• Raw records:

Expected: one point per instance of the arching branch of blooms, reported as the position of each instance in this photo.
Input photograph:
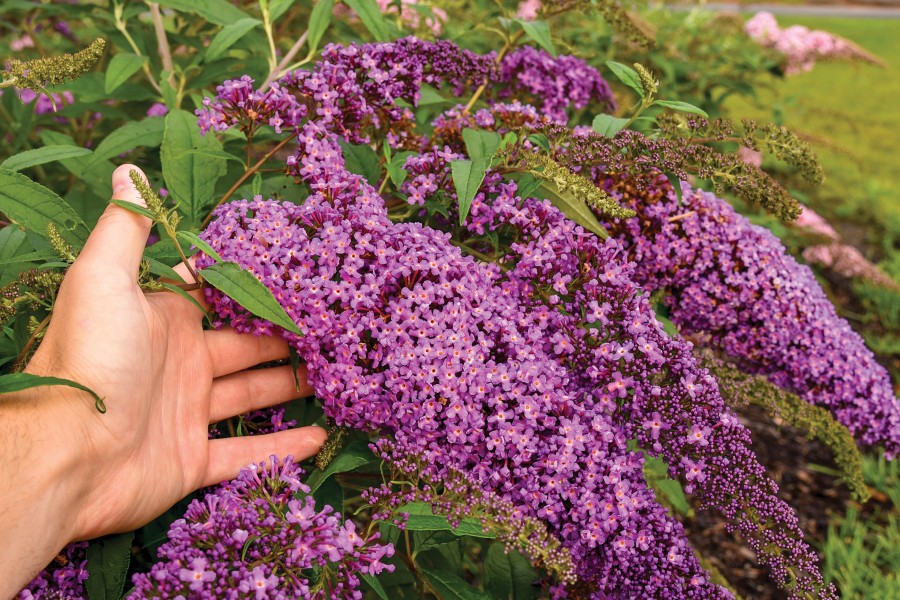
(734, 284)
(535, 402)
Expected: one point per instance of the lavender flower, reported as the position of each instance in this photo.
(733, 284)
(257, 537)
(64, 578)
(556, 83)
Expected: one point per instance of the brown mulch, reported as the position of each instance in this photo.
(816, 497)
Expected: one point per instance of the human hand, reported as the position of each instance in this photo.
(163, 379)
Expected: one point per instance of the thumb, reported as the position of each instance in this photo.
(117, 242)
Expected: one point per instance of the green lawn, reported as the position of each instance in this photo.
(855, 109)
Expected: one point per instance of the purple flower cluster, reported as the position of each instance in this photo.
(800, 46)
(64, 578)
(352, 89)
(530, 376)
(406, 335)
(257, 537)
(553, 84)
(648, 384)
(734, 284)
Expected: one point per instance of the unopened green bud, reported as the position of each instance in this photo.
(648, 82)
(53, 70)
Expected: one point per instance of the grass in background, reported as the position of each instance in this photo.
(862, 554)
(851, 112)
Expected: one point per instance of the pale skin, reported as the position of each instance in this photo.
(68, 472)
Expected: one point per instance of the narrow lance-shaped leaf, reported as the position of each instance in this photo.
(575, 209)
(190, 173)
(220, 12)
(480, 144)
(355, 454)
(451, 587)
(468, 176)
(228, 36)
(245, 289)
(146, 133)
(121, 67)
(319, 20)
(40, 156)
(16, 382)
(627, 75)
(539, 31)
(681, 107)
(509, 575)
(369, 13)
(196, 240)
(34, 207)
(107, 566)
(607, 125)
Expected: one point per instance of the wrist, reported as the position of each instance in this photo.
(41, 461)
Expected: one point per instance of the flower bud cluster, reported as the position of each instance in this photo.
(531, 375)
(734, 283)
(802, 47)
(261, 536)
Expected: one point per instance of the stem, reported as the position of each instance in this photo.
(282, 67)
(23, 355)
(244, 178)
(267, 25)
(510, 43)
(162, 42)
(121, 27)
(645, 103)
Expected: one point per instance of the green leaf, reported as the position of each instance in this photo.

• Work to complete:
Rewrite every line of the records, from the line with "Expected: one point per instance of the wrist, reported" through the end of the records, and add 31 to each coordinate value in the answers, leaving all other lines unchanged.

• The answer:
Expected: one point per instance of the wrist, reported as the position of each instance in this photo.
(72, 492)
Expected: one point per instance of the flower bud cluster, reported as the position of each instance in this photo.
(562, 406)
(765, 314)
(833, 78)
(292, 567)
Expected: one point per instance of the stem, reported as the position of each instance in this photo.
(313, 98)
(54, 386)
(275, 209)
(298, 56)
(541, 74)
(193, 73)
(152, 58)
(676, 134)
Expected: one point per instance of the green leaf, reported as the position of each instance in this photo.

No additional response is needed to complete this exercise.